Begin Selected excerpt
Bush also told the crowd of some 15,000 veterans that he was pressing Veterans Affairs Secretary Anthony J. Principi to reduce a mountainous backlog of disability and pension claims at the agency. More than 600,000 claims were stacked up at the VA, Bush said, about 53,000 of them for more than a year.

“I have given Secretary Principi the clearest of clear mandates: He must bring those claims to a speedy and fair resolution,” Bush said. “We must move as quickly as possible on the backlog, and we will.”

From the outset, the audience received Bush warmly. John F. Gwizdak, the VFW’s national commander in chief, introduced Bush with a thinly veiled jab at the president’s predecessor. He described Bush as someone “who’s already started the moment he walked into office to make things a little bit better than they had been.”
End Selected excerpt
> **Task set**:
A. From the excerpt on Bush's speech to veterans, return the passage that begins with the words containing "Bush also told" and ends with "than a year.".
B. Carry the account of Bush's address to the veterans forward from its last sentence.
Begin Data rows
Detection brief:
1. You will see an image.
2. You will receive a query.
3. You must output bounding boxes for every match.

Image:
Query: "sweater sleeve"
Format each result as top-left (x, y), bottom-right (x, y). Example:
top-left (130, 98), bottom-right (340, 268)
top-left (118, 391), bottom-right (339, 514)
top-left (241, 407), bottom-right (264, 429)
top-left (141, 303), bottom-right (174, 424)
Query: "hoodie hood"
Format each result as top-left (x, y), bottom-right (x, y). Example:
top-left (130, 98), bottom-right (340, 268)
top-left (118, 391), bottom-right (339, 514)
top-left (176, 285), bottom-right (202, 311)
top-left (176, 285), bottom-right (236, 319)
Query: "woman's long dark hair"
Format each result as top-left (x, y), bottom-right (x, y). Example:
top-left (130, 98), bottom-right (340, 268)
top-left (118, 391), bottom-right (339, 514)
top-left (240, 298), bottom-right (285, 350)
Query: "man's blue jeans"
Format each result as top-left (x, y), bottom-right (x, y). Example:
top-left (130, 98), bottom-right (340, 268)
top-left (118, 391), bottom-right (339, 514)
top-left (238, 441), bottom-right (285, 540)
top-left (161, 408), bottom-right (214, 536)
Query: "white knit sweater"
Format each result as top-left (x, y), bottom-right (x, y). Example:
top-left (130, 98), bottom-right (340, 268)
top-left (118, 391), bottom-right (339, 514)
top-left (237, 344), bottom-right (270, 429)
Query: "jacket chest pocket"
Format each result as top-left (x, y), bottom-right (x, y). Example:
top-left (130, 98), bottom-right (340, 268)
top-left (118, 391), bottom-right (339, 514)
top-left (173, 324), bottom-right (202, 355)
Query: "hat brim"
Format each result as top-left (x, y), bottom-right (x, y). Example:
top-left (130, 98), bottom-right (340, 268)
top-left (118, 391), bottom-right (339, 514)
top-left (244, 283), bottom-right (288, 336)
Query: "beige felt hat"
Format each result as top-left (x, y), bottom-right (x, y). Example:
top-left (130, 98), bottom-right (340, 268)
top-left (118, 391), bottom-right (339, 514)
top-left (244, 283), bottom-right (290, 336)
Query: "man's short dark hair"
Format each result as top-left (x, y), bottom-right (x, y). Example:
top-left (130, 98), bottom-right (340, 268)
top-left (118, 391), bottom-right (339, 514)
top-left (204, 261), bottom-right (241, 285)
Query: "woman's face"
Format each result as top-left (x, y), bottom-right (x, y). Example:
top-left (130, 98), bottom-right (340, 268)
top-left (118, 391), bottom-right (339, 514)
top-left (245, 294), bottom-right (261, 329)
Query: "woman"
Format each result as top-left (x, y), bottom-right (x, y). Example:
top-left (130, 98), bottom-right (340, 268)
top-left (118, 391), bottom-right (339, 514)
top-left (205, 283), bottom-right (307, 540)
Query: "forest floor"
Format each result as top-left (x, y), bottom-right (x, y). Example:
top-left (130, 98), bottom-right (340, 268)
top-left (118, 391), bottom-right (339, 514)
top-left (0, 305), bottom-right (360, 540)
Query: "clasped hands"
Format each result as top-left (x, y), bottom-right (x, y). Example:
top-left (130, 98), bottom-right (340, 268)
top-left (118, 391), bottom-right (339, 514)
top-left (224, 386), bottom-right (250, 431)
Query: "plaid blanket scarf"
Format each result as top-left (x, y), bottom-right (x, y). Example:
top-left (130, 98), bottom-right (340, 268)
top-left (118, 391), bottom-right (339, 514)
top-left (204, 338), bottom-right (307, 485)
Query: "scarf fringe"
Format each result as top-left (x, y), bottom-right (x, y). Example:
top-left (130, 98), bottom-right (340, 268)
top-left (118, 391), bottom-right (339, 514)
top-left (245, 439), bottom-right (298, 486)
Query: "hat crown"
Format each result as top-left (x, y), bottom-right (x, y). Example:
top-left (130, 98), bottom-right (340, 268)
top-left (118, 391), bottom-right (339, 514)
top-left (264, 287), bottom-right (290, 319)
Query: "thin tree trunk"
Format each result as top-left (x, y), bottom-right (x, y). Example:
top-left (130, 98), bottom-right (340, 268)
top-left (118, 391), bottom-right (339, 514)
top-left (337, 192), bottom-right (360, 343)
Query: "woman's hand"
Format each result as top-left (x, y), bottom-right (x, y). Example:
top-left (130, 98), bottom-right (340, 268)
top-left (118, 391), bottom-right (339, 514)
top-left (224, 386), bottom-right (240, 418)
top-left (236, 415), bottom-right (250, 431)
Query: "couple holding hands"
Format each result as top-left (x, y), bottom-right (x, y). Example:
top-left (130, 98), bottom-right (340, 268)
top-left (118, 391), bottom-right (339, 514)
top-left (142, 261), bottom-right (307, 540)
End Data rows
> **Results by task**:
A.
Bush also told the crowd of some 15,000 veterans that he was pressing Veterans Affairs Secretary Anthony J. Principi to reduce a mountainous backlog of disability and pension claims at the agency. More than 600,000 claims were stacked up at the VA, Bush said, about 53,000 of them for more than a year.

B.
Early in his speech, Bush made light of criticism that he is spending too much time on his nearly monthlong vacation at his ranch in Crawford, Texas. “I appreciate every chance I get to travel our country,” he said. “It is important for a president never to become isolated in the seat of power. As great and influential as that city is, sometimes the president just has to get out of Crawford, Texas.”

Later in the day, Bush made a campaign-style swing through a Harley-Davidson plant that he had visited as a candidate. After he toured the factory, the president sat in the cafeteria with about a dozen workers, one of whom asked him what political lessons he had learned from his father. “Never forget your priorities: faith, family and friends,” Bush said.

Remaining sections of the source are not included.